::: Testo da leggere

Novembre 2nd, 2025 Riccardo Fucile

LA PAURA DI NON POTER AFFRONTARE SPESE IMPREVISTE E SI RINVIA IL PENSIONAMENTO

Guardare al futuro, per molti italiani, significa oggi fare i conti con la paura di non avere abbastanza: abbastanza risparmi, abbastanza certezze, abbastanza tempo per costruirsi una vecchiaia serena. L’incertezza economica, l’instabilità dei mercati e l’aumento del costo della vita hanno infatti acceso un campanello d’allarme nelle famiglie: il 49% teme di non poter far fronte a spese impreviste, mentre il 39% confessa di temere di non riuscire a mantenere lo stesso tenore di vita una volta in pensione. Numeri che raccontano non solo una percezione, ma una realtà fatta di precarietà e difficoltà nel pianificare il futuro. Tutto, mentre il sistema pensionistico pubblico, pur restando un pilastro fondamentale, non sembra più sufficiente a garantire serenità e stabilità economica a chi si avvicina all’età del ritiro.
L’idea di posticipare il ritiro dal lavoro
Per molti, la soluzione sembra essere quella di rimandare il momento della pensione. Secondo i dati, il 37% degli italiani sta valutando di prolungare la vita lavorativa, e le motivazioni sono chiare: il 48% lo farebbe per continuare a percepire uno stipendio, mentre il 46% spera di ottenere così una pensione più elevata. Una scelta che, se da un lato risponde alla necessità di garantire maggiore sicurezza economica, dall’altro evidenzia la
difficoltà di costruire un futuro finanziariamente solido senza un’adeguata pianificazione.

::::::

Compiti scritti:
A - Rispondi per favore a queste domande sul testo sulle pensioni:
(i) Quale percentuale di italiani teme di non poter far fronte a spese impreviste?
(ii) Quale percentuale degli italiani sta valutando di prolungare la vita lavorativa?
(iii) Che cosa spera di ottenere il 46% rimandando la pensione?
B - Prosegui il testo sul rinvio della pensione a partire dalla sua ultima frase.

::: Dati registrati

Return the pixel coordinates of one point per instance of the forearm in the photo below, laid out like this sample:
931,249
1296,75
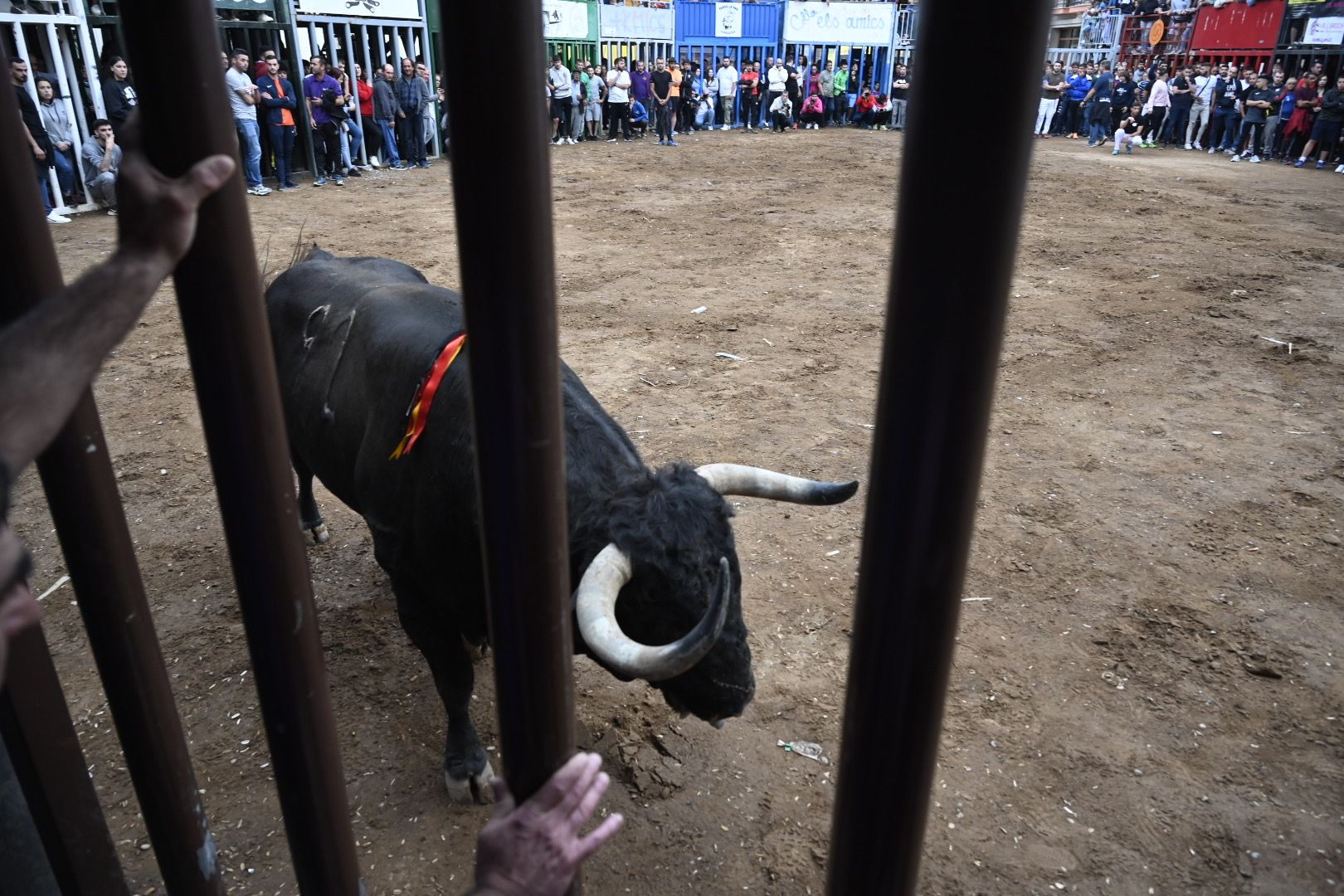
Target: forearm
50,355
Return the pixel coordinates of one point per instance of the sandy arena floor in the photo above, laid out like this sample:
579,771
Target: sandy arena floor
1147,696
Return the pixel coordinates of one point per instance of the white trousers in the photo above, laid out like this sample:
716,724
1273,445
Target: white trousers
1121,139
1046,114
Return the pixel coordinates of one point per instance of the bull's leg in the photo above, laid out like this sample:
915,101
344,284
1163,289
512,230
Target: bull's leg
465,767
311,519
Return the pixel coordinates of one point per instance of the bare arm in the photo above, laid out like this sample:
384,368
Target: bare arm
50,355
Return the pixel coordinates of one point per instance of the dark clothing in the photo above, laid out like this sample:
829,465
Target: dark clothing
411,134
411,95
1103,88
327,149
119,99
620,114
1332,106
32,119
1122,95
283,144
1255,113
275,104
661,85
1181,100
385,101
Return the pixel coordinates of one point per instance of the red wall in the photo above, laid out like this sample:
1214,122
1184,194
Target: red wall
1238,27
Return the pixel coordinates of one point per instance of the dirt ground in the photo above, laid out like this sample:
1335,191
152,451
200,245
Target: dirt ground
1146,698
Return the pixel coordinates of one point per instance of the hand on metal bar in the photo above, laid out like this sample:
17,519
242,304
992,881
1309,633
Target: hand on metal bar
535,850
158,212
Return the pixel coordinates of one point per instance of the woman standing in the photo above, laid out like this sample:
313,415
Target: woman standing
119,95
1300,125
56,124
373,134
1159,104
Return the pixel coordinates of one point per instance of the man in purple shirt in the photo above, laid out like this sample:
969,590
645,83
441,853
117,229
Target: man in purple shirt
325,130
641,90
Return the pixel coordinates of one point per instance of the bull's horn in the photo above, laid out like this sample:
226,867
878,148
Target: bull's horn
756,483
596,610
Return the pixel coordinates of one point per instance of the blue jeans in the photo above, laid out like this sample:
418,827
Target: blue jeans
283,144
45,184
1230,123
251,134
65,169
388,153
350,143
1098,123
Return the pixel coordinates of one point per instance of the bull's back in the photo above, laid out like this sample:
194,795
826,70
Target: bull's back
353,342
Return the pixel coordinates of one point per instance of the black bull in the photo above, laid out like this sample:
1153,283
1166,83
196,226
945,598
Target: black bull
353,338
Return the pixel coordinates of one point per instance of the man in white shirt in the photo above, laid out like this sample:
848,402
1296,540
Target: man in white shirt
1199,113
619,100
728,91
242,100
559,84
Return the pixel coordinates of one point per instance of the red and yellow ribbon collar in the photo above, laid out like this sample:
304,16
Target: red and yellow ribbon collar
418,412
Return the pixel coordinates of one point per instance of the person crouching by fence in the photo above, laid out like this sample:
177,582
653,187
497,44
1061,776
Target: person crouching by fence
1131,130
102,162
812,112
864,109
782,113
277,99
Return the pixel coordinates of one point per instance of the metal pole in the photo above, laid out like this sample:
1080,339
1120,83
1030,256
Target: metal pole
928,450
186,119
52,772
82,497
515,387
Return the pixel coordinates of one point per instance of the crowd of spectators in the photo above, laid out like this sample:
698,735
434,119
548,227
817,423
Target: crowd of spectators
1241,113
396,123
672,97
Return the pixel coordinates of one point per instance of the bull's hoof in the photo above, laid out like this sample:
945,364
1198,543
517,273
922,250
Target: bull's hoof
474,789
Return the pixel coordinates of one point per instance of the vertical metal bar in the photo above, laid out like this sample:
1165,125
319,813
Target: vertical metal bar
90,62
74,104
51,768
923,483
433,86
368,71
84,503
353,86
218,286
515,387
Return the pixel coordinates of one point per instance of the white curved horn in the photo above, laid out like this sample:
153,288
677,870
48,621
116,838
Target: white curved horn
596,610
757,483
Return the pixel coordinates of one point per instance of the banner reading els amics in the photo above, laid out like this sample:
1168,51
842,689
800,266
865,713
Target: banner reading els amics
864,24
565,21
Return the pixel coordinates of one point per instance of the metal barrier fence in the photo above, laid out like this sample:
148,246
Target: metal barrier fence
56,45
918,519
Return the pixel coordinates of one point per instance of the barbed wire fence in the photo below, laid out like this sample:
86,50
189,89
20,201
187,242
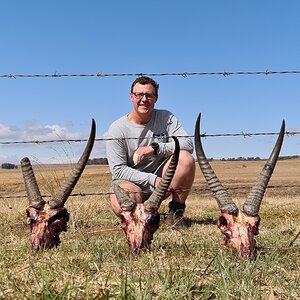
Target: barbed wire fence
193,190
180,74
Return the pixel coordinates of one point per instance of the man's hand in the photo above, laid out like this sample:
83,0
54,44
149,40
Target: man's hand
141,153
158,180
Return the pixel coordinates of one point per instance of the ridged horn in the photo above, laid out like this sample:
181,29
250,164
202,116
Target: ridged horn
154,201
224,200
65,190
252,204
32,189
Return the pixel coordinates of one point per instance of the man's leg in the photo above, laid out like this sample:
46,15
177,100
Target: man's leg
182,182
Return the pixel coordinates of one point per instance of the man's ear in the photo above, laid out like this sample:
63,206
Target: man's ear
131,96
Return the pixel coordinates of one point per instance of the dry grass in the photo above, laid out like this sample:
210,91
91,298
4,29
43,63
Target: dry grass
94,261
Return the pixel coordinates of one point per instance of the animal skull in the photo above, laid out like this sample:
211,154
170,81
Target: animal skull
47,219
238,225
141,220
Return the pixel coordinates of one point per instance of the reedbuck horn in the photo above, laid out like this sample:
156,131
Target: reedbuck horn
224,200
32,189
64,192
252,204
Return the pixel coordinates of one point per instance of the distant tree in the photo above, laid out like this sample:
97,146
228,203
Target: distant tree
98,161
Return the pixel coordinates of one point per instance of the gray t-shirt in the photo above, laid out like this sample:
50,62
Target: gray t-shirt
124,137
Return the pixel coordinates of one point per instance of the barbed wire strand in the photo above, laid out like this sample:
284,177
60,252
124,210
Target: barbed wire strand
182,74
193,190
288,133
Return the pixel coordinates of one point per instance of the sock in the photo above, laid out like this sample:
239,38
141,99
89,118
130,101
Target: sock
174,206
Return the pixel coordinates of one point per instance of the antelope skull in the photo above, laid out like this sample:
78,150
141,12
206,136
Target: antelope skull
141,220
47,219
238,225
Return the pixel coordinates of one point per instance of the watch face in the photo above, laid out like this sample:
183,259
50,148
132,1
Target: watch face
155,146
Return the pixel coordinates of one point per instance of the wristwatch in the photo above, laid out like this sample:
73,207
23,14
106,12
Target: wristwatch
155,147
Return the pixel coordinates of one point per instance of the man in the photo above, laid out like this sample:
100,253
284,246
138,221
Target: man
139,149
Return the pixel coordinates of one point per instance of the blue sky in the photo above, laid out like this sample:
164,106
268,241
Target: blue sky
160,36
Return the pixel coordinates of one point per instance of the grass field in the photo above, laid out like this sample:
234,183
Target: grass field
94,260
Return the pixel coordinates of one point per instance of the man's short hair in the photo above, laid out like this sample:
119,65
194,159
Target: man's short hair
145,80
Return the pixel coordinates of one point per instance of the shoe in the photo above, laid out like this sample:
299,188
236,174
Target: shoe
175,219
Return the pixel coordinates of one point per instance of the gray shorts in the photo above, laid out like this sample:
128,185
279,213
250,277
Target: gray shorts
146,190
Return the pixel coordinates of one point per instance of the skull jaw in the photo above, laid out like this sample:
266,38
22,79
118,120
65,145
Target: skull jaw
46,224
139,226
239,231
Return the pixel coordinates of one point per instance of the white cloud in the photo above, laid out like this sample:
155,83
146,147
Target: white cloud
44,152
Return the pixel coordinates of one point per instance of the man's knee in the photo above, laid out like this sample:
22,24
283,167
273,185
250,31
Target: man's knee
186,161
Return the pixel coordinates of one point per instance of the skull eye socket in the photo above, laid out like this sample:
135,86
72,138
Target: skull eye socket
223,222
153,222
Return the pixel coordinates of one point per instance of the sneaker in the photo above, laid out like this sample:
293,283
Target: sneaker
175,219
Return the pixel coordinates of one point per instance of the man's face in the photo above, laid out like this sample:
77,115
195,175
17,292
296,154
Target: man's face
143,98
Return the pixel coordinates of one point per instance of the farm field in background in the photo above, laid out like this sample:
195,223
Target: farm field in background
94,260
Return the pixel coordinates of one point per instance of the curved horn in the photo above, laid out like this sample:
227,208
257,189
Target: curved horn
252,204
154,201
65,190
224,200
33,192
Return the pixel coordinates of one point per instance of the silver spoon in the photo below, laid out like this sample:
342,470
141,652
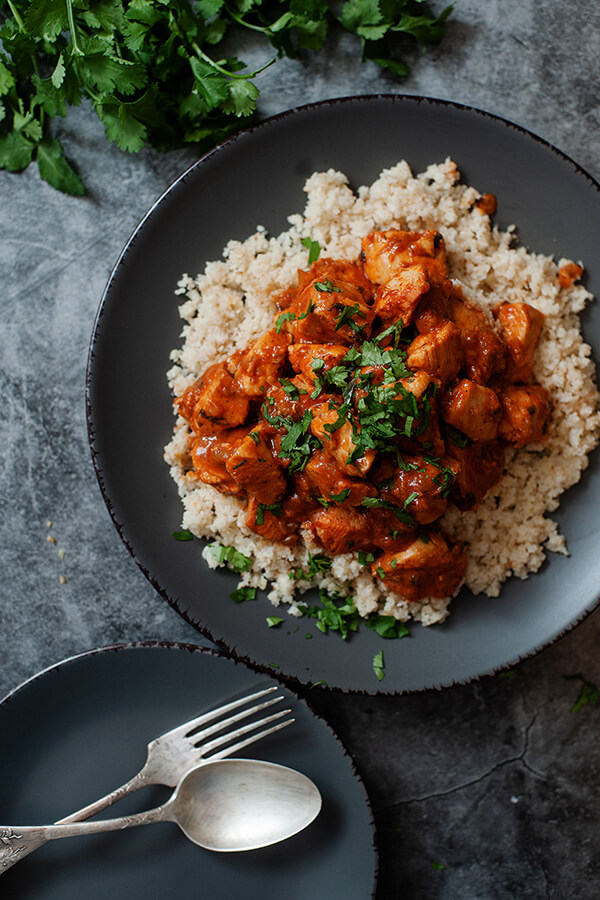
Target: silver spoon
232,804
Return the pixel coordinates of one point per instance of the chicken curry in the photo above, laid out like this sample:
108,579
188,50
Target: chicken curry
379,395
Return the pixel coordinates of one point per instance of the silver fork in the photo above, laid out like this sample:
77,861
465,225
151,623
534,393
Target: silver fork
172,754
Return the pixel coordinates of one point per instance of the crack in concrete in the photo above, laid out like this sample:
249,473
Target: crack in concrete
519,758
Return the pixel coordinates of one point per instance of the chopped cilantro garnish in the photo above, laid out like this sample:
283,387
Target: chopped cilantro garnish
290,389
379,666
317,564
284,317
314,250
457,437
330,427
327,287
241,595
588,694
275,508
386,626
230,557
346,316
336,614
379,503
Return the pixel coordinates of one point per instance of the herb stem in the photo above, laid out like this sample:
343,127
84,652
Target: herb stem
241,21
16,16
215,65
72,28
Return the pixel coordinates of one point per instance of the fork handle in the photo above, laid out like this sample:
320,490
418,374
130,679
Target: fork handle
16,842
8,859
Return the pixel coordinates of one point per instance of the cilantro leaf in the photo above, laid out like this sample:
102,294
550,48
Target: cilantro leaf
314,249
55,169
379,666
242,595
230,557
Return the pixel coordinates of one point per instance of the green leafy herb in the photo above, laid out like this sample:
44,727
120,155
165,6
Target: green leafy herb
314,250
241,595
588,694
336,614
284,317
157,73
275,508
230,557
379,503
290,389
365,558
346,316
317,564
386,626
379,666
327,287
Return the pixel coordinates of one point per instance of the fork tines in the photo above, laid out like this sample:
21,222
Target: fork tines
221,728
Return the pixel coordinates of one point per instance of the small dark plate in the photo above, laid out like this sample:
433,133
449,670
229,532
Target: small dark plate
80,729
257,178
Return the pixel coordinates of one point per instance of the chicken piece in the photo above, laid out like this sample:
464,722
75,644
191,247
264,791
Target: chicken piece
262,363
484,352
416,385
439,353
215,397
486,204
323,478
473,409
255,469
329,312
398,298
521,326
337,270
385,253
420,489
325,357
429,565
210,453
270,524
335,432
341,529
525,411
569,274
477,467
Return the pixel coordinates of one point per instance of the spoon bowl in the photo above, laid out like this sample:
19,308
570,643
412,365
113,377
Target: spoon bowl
226,805
243,804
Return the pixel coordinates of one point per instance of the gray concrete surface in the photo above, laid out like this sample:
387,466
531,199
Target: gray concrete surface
481,792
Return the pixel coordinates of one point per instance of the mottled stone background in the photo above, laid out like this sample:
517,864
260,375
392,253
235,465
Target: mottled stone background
496,781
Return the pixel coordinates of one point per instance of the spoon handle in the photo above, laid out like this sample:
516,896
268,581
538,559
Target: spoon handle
85,812
16,842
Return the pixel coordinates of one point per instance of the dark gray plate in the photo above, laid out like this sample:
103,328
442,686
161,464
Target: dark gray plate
80,729
257,178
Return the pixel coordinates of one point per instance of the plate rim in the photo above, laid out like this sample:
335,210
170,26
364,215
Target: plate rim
264,124
216,652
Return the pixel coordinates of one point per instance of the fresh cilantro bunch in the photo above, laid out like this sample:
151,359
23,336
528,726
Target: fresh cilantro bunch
152,69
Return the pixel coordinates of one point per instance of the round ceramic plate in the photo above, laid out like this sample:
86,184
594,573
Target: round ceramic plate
80,729
257,178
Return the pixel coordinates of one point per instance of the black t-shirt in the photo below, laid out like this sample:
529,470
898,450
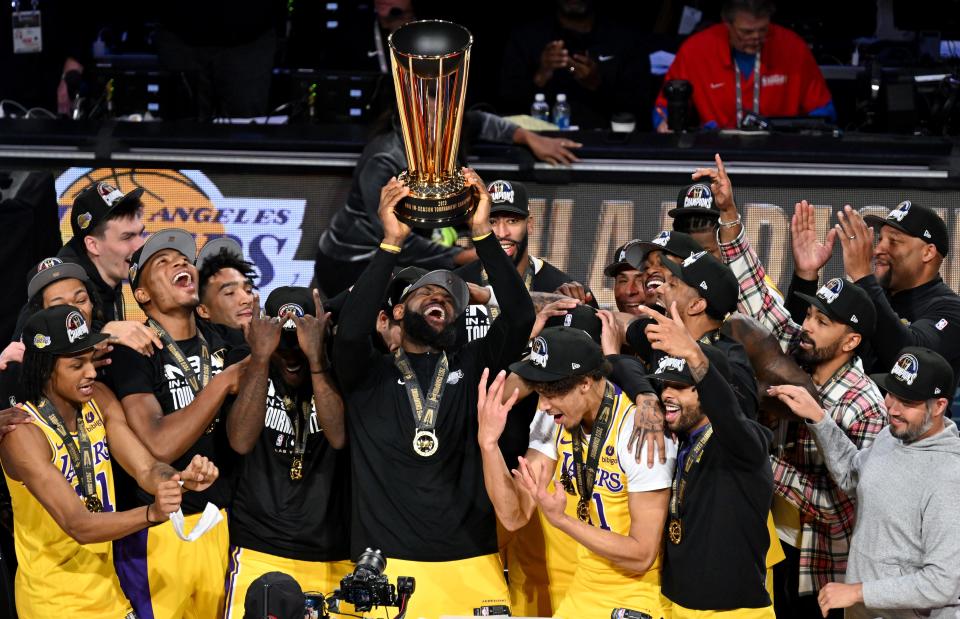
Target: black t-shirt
306,519
474,325
133,373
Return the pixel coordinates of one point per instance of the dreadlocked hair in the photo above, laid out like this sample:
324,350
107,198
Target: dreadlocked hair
557,388
223,260
35,372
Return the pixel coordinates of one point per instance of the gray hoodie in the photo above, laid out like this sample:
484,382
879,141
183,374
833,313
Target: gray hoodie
906,544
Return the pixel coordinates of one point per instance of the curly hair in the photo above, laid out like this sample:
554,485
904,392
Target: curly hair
559,388
223,260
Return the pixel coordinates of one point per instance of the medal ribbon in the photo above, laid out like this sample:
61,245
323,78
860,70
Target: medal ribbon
196,382
424,410
586,473
82,464
527,282
679,485
756,88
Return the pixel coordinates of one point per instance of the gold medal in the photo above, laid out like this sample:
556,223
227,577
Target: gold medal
583,510
675,531
94,504
296,468
425,443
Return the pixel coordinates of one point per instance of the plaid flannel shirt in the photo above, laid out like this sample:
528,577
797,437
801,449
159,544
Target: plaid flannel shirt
827,514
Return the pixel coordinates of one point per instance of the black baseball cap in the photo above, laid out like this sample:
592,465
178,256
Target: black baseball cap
626,257
558,353
675,369
583,317
508,197
845,302
695,199
284,300
283,597
60,330
51,270
712,279
213,247
679,244
917,221
399,283
96,202
918,374
169,238
449,281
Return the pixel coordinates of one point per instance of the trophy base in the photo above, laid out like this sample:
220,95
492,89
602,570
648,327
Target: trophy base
435,206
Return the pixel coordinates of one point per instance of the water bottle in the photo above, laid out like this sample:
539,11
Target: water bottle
561,112
540,108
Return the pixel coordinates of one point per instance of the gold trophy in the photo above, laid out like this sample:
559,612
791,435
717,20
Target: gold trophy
431,60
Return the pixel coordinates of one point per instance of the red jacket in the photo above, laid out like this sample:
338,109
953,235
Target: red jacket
791,82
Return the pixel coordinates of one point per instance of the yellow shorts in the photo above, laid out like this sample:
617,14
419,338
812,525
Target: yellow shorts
247,565
167,578
679,612
591,595
450,587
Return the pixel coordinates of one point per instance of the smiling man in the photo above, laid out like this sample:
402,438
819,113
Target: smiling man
905,551
418,491
173,400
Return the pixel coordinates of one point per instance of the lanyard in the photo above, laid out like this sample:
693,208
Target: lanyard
680,485
82,464
586,472
756,88
425,409
196,382
527,282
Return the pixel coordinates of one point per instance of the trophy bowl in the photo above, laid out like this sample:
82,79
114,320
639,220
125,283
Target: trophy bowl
431,61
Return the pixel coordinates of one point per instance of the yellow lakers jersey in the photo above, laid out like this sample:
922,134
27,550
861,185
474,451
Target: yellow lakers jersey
50,561
609,502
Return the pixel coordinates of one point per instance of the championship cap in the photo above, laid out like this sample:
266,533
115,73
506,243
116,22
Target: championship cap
449,281
675,369
712,279
215,246
679,244
279,592
508,197
93,204
583,317
627,257
51,270
845,302
399,282
60,330
918,374
917,221
558,353
170,238
695,199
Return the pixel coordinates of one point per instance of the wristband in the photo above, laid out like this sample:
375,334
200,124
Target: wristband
730,224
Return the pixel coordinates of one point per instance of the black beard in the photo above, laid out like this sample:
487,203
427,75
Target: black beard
810,359
416,327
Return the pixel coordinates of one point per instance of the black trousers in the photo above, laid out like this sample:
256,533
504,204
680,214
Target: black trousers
787,602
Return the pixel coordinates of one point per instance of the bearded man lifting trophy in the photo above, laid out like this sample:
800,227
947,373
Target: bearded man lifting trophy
431,60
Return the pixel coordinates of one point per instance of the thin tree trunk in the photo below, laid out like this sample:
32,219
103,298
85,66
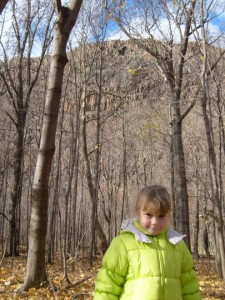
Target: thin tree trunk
36,271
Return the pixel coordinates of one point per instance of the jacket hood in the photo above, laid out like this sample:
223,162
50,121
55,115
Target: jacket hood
142,236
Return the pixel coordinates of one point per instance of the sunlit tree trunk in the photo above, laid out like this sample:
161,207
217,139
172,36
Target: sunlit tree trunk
19,89
36,271
3,5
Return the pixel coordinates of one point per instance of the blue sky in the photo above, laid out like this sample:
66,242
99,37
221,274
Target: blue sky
215,28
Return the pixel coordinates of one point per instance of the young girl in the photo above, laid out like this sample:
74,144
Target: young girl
148,260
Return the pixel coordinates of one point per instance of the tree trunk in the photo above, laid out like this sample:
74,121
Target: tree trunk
36,271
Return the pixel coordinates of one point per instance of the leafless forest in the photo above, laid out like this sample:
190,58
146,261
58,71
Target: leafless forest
132,112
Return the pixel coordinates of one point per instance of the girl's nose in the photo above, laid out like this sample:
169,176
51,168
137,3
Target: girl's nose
154,220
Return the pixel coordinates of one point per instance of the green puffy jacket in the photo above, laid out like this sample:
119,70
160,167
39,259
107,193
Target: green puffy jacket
138,266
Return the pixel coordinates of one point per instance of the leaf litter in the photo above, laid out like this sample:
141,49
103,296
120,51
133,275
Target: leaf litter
79,284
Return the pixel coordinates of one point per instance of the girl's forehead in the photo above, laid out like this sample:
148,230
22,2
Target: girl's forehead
152,211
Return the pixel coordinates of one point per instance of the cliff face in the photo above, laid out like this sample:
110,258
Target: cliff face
121,68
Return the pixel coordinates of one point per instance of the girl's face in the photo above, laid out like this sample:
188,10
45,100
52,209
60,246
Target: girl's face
153,223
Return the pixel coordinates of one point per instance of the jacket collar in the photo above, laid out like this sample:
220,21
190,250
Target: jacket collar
141,236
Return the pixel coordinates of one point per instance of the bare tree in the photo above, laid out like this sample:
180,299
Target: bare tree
3,5
36,271
19,85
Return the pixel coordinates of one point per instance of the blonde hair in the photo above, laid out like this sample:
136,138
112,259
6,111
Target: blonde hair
154,198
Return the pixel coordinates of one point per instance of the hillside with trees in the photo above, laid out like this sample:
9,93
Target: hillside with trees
128,113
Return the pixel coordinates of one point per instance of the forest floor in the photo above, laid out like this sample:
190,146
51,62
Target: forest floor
81,281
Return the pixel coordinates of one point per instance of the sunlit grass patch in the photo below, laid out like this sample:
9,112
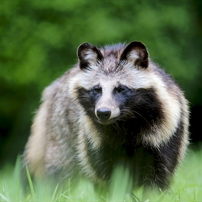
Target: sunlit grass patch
186,187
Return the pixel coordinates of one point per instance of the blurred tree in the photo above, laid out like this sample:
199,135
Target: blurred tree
39,41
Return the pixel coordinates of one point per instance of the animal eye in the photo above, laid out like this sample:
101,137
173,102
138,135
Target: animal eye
97,89
120,89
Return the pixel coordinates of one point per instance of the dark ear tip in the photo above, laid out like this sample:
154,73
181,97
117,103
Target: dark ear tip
137,44
84,46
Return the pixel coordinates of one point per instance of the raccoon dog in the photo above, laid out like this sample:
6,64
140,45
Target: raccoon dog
114,106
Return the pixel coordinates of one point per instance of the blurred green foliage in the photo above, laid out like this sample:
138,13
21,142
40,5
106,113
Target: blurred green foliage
39,40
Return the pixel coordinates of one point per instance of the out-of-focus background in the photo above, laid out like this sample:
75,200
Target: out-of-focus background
39,39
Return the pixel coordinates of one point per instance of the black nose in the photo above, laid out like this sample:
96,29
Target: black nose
103,114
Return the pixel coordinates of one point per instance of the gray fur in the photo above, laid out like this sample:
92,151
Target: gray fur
62,130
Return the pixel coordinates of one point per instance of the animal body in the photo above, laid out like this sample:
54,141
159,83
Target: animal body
114,106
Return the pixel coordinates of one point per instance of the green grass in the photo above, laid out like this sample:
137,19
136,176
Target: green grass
186,187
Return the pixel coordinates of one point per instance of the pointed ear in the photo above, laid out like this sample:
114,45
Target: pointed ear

::::::

Risposte ai compiti:
A -
(i) Il 49%.
(ii) Il 37%.
(iii) Una pensione più elevata.

B -
La previdenza integrativa: uno strumento in crescita ma ancora poco compreso
Nonostante le paure, cresce la consapevolezza dell’importanza di una previdenza complementare. Tra chi ha già deciso di tutelarsi, il 36% ha aderito a un piano individuale pensionistico (PIP), con una curiosa differenza di genere: il 45% delle donne ha scelto questa strada, contro il 30% degli uomini. Un dato che suggerisce come le donne, spesso più esposte alle discontinuità lavorative e a pensioni più basse, mostrino una maggiore sensibilità verso la pianificazione del futuro.
Il percorso non è però ancora chiaro per tutti: tra chi sta valutando l’adesione, il 37% non ha ancora deciso quale strumento adottare. Il segno insomma di un processo decisionale complesso, dove la mancanza di conoscenze finanziarie e la diffidenza verso il mercato rendono difficile scegliere la strada più adatta.
Il ruolo cruciale dei consulenti
In questo contesto di incertezza, i consulenti finanziari e assicurativi svolgono un ruolo rilevante nelle scelte degli italiani. Il 37% si rivolge a un consulente assicurativo per informarsi sulla pensione complementare, mentre il 32% preferisce quello bancario. Più in generale, oltre la metà degli intervistati (55%)
dichiara di affidarsi a un esperto per le proprie decisioni di investimento, indicando come criteri principali trasparenza (57%), competenza tecnica (46%) e capacità di ascolto (36%).
Un Paese in bilico tra prudenza e sfiducia
Il quadro che emerge è dunque quello di un’Italia ancora sospesa tra prudenza e incertezza: come sottolinea Jozef Bala, amministratore delegato di Athora Italia, “la paura per il futuro non si traduce ancora in scelte corrette di pianificazione finanziaria”. Molti italiani, infatti, preferiscono accumulare risparmi in liquidità o investire in immobili, scelte che danno una sensazione di sicurezza immediata ma che, nel lungo periodo, possono rendere le famiglie più vulnerabili di fronte all’inflazione e agli imprevisti economici.
Una fotografia di un Paese consapevole delle proprie fragilità economiche, ma ancora lontano da una pianificazione previdenziale diffusa.

(da Fanpage)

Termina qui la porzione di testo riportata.